* **Data section**:
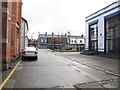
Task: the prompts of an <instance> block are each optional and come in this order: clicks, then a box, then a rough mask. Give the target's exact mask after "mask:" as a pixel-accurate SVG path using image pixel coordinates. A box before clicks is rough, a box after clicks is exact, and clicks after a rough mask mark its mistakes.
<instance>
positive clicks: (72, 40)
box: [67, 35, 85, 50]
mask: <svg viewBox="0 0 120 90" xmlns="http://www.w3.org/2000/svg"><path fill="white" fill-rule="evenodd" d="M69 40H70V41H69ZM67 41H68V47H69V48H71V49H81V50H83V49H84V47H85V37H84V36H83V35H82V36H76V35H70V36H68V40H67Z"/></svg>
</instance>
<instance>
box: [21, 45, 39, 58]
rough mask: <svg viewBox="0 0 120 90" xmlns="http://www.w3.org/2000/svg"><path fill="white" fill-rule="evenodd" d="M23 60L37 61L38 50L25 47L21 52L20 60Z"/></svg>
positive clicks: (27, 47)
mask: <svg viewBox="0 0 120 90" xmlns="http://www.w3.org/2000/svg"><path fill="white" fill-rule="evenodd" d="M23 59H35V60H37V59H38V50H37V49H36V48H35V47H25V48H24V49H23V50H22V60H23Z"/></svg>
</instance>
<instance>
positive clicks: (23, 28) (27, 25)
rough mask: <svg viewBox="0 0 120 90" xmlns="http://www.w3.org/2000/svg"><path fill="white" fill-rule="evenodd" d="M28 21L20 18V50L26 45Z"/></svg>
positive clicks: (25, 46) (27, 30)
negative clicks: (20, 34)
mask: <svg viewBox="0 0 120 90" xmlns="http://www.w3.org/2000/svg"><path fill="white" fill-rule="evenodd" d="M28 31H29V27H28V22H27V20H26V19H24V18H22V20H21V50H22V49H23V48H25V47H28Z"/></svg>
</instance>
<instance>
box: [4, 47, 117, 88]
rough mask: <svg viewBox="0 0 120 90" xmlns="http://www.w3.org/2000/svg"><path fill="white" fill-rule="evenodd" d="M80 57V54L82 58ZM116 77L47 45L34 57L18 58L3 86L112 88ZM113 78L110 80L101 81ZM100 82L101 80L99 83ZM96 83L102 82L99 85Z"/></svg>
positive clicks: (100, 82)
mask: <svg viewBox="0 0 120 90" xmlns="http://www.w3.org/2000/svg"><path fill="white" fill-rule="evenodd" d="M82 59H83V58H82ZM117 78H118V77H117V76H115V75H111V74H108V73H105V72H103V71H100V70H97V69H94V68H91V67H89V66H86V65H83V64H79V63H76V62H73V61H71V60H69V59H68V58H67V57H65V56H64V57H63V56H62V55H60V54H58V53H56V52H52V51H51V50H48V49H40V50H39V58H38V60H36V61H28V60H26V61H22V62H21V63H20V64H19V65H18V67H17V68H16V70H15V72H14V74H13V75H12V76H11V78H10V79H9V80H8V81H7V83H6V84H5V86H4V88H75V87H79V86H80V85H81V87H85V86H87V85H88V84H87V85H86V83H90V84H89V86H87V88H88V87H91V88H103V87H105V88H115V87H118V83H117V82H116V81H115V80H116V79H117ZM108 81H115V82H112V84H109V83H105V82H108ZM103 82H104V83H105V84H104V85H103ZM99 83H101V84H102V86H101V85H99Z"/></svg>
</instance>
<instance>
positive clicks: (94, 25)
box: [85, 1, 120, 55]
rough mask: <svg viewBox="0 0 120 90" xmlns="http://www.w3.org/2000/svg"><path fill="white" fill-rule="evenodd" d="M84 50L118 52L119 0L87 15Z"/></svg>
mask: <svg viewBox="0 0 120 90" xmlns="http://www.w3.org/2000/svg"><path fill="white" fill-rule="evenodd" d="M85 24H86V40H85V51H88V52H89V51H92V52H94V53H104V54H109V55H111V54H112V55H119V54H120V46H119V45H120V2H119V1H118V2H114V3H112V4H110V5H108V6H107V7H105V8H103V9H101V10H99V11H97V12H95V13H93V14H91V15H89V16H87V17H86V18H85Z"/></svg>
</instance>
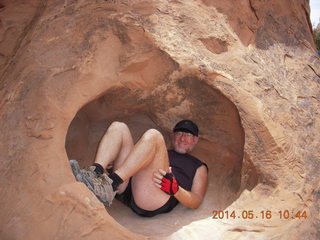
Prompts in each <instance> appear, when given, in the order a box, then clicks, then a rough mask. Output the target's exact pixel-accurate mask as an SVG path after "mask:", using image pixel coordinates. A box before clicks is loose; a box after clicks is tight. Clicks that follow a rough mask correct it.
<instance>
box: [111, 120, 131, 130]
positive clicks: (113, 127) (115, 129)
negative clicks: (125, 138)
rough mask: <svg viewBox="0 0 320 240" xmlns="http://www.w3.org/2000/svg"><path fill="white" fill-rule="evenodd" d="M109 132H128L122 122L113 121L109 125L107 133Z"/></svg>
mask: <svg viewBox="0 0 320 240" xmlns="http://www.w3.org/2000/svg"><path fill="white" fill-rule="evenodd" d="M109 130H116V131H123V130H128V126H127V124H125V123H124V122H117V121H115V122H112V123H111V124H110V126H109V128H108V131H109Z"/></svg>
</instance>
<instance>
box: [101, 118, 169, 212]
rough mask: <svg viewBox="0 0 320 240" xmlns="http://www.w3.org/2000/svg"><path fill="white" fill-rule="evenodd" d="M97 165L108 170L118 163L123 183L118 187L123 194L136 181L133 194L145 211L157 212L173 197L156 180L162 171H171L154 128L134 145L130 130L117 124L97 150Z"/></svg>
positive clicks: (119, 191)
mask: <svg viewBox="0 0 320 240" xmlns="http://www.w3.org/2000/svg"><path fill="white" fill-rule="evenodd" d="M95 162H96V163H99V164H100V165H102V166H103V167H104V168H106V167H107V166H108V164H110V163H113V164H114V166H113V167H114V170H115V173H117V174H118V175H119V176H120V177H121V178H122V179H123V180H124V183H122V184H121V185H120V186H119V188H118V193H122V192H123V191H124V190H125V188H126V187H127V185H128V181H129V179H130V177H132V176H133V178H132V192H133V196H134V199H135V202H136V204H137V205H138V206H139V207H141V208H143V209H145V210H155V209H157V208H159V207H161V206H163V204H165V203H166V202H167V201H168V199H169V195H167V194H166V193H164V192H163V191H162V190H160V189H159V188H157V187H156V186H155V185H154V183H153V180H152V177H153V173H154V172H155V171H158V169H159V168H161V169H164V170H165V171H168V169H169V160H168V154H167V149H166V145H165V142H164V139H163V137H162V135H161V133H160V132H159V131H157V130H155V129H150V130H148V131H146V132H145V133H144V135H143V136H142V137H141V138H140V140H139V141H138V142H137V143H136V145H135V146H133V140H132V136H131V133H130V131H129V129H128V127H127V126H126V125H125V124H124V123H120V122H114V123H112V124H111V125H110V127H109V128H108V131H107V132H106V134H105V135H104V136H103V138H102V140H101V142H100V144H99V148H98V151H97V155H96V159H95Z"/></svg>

==

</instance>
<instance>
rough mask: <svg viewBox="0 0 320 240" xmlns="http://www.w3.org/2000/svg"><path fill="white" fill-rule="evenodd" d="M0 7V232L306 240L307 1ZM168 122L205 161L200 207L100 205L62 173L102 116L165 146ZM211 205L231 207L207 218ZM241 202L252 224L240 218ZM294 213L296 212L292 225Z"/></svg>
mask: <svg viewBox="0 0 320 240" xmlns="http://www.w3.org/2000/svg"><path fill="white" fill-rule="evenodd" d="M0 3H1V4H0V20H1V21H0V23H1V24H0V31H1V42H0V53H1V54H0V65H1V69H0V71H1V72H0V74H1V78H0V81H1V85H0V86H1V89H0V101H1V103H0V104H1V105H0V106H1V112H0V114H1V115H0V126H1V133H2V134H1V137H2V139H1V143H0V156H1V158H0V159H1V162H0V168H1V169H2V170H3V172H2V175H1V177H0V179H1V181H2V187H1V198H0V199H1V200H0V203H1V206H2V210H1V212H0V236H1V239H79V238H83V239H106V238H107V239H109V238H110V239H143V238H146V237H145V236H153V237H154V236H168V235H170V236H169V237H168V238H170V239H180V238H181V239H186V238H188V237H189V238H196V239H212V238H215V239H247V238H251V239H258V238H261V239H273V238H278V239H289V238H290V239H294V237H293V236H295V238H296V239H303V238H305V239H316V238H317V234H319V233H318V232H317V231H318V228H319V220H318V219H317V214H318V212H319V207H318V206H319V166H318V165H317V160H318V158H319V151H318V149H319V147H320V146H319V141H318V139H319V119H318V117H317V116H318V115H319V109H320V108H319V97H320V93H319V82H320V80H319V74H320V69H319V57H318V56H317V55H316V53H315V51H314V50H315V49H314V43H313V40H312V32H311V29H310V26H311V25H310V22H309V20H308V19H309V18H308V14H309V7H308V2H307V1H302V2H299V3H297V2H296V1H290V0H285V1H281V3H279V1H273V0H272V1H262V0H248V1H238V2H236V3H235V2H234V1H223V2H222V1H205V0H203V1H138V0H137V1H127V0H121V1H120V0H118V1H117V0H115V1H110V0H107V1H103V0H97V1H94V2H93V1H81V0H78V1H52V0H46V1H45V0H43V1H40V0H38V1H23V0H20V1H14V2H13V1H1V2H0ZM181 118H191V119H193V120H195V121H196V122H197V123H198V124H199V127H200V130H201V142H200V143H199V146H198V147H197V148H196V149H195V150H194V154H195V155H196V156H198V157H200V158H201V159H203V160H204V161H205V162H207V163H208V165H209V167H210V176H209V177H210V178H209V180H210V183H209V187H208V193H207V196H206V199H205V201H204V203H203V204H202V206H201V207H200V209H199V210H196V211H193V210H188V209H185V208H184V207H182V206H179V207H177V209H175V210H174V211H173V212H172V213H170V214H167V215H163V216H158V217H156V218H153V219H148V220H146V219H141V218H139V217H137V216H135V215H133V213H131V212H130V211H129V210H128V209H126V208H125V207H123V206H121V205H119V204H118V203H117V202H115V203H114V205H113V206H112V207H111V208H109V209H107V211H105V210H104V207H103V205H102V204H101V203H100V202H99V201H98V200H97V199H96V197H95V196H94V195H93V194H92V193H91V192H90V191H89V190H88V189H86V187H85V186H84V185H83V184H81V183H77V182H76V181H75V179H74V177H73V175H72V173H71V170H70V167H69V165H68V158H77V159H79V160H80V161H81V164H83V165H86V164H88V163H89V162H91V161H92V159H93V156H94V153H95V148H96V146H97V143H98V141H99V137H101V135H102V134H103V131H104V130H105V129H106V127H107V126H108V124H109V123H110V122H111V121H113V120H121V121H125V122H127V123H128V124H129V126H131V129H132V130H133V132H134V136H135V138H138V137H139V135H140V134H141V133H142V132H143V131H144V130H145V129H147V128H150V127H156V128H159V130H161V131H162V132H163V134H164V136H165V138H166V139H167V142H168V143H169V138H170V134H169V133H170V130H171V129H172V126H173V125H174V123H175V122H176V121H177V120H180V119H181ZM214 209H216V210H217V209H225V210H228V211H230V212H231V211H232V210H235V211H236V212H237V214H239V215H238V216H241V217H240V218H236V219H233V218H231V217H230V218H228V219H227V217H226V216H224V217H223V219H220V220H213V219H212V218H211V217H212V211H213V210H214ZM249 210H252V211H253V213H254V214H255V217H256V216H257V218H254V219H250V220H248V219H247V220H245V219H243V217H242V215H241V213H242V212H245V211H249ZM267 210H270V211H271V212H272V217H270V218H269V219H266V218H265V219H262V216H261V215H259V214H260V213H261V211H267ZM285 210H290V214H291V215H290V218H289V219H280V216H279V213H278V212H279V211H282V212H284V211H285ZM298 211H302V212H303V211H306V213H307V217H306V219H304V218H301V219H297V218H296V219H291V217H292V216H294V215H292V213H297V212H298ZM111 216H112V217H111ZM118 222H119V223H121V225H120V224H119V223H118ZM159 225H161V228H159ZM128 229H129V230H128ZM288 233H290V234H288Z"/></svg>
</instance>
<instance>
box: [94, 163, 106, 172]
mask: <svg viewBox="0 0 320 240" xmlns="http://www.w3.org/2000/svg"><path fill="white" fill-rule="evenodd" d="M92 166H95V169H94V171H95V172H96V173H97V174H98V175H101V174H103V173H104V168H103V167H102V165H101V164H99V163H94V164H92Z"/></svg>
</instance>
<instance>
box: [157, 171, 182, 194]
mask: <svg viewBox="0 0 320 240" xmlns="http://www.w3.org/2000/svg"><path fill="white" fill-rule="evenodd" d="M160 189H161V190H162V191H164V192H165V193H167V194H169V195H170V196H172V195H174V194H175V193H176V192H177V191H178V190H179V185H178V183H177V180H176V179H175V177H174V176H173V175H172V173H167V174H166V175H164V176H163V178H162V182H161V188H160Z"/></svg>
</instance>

* * *

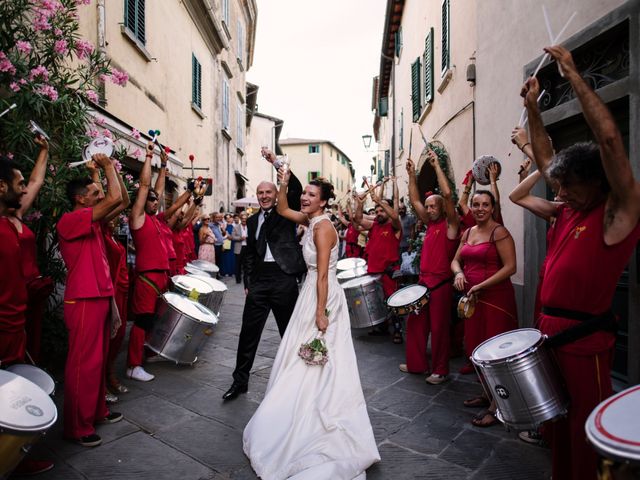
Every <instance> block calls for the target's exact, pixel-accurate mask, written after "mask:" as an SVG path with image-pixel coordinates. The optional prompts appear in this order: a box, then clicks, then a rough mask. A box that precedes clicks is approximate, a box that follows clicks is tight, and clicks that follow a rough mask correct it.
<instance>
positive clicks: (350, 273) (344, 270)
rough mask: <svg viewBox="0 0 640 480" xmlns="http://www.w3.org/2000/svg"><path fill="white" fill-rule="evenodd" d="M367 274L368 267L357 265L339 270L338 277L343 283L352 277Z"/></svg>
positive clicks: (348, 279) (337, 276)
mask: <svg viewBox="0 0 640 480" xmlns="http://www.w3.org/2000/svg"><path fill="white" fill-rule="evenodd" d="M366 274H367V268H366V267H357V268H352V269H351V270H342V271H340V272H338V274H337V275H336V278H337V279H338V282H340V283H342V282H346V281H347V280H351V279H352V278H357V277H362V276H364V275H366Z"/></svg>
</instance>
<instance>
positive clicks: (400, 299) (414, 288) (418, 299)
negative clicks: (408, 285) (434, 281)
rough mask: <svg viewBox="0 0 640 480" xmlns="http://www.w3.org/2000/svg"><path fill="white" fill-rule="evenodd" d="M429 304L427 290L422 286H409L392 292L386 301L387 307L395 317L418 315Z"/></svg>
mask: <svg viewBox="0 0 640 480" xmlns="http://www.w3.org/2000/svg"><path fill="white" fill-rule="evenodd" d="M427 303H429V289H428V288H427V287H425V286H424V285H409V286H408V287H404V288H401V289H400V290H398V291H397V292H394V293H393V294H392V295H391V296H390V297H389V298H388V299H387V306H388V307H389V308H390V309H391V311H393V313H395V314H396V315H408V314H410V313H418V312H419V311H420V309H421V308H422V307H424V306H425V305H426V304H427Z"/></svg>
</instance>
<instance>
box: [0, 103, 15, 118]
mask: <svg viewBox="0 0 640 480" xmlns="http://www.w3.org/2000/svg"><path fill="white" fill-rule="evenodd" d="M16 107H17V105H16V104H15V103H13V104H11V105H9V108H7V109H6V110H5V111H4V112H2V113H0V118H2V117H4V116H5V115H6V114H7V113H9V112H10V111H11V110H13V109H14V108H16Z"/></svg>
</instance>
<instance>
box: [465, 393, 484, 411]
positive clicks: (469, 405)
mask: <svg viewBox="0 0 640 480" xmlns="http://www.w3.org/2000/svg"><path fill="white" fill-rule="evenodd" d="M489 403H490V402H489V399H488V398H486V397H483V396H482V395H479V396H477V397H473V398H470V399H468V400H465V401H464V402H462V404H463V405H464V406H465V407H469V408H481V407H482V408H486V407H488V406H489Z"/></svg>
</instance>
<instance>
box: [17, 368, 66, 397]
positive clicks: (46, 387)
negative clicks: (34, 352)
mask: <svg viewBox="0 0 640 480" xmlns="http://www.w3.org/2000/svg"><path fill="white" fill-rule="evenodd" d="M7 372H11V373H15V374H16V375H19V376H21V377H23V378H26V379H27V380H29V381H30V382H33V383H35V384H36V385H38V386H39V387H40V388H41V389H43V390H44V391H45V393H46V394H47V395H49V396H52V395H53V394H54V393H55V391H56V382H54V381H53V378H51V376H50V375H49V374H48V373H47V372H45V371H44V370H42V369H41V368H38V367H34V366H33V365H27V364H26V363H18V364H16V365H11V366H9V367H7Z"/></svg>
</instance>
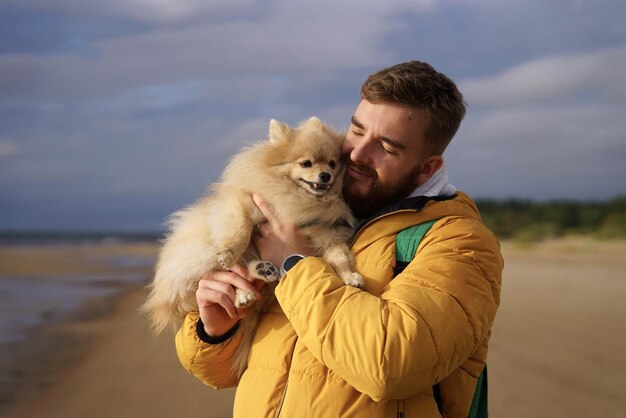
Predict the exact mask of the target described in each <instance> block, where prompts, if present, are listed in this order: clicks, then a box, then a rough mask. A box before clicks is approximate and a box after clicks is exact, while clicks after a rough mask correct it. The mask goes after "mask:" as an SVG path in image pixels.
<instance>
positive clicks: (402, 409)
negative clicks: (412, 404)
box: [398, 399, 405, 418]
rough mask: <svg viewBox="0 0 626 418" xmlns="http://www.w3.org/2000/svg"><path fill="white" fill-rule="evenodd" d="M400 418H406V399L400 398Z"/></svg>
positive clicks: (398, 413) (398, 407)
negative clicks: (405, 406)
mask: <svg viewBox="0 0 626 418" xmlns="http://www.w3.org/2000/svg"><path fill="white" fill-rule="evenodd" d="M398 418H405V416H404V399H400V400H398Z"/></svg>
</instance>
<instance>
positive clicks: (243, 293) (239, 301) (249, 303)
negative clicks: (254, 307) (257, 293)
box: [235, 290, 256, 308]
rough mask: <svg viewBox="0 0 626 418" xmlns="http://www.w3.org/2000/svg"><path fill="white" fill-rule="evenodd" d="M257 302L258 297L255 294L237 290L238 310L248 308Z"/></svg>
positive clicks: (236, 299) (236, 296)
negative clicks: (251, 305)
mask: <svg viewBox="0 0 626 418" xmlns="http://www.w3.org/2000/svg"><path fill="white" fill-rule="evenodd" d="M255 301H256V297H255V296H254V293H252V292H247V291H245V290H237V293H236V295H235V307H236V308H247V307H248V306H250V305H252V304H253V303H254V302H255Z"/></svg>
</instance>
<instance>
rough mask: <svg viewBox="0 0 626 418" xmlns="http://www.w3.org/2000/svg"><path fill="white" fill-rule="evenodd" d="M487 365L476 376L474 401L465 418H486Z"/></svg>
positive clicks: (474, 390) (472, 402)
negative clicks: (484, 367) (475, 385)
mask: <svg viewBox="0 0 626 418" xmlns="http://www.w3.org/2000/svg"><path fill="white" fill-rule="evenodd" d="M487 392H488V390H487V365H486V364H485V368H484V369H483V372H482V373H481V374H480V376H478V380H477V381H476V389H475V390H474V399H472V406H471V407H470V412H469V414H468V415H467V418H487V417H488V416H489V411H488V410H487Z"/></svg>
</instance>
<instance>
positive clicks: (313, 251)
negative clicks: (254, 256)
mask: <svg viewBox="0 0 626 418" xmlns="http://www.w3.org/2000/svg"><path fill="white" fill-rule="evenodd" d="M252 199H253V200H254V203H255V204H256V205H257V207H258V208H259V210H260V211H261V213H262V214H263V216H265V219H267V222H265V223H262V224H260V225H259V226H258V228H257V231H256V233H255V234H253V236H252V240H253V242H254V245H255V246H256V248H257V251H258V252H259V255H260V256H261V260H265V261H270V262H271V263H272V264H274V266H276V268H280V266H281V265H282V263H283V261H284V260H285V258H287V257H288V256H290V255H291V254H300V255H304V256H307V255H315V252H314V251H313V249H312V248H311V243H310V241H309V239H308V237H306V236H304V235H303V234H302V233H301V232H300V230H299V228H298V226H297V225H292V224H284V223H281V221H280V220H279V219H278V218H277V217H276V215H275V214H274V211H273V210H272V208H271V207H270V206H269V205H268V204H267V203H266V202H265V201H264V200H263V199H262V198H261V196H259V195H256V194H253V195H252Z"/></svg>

* **What you need to do**: Lines wanted from the entries above: the one with "50L118 52L119 0L87", the one with "box: [101, 118, 169, 212]", and all lines between. Please copy them exactly, without the pictures and without anything else.

* **Response**:
rough mask: <svg viewBox="0 0 120 90" xmlns="http://www.w3.org/2000/svg"><path fill="white" fill-rule="evenodd" d="M84 50L118 52L119 0L87 15Z"/></svg>
mask: <svg viewBox="0 0 120 90" xmlns="http://www.w3.org/2000/svg"><path fill="white" fill-rule="evenodd" d="M85 24H86V40H85V51H88V52H89V51H92V52H94V53H104V54H109V55H111V54H112V55H119V54H120V46H119V45H120V2H119V1H118V2H114V3H112V4H110V5H108V6H107V7H105V8H103V9H101V10H99V11H97V12H95V13H93V14H91V15H89V16H87V17H86V18H85Z"/></svg>
</instance>
Prompts in each <instance> appear, when given, in the order a box, then clicks, then a rough mask. Output the target's exact pixel-accurate mask as an SVG path after "mask:", using image pixel coordinates. A box before clicks is loose; a box after clicks is tight. Clicks that follow a rough mask correct it.
<instance>
box: [111, 120, 131, 130]
positive clicks: (113, 127) (115, 129)
negative clicks: (125, 138)
rough mask: <svg viewBox="0 0 320 240" xmlns="http://www.w3.org/2000/svg"><path fill="white" fill-rule="evenodd" d="M109 132H128L122 122L113 121L109 125L107 133Z"/></svg>
mask: <svg viewBox="0 0 320 240" xmlns="http://www.w3.org/2000/svg"><path fill="white" fill-rule="evenodd" d="M109 130H116V131H123V130H128V126H127V124H125V123H124V122H117V121H115V122H112V123H111V124H110V126H109V128H108V131H109Z"/></svg>
</instance>
<instance>
box: [101, 118, 169, 212]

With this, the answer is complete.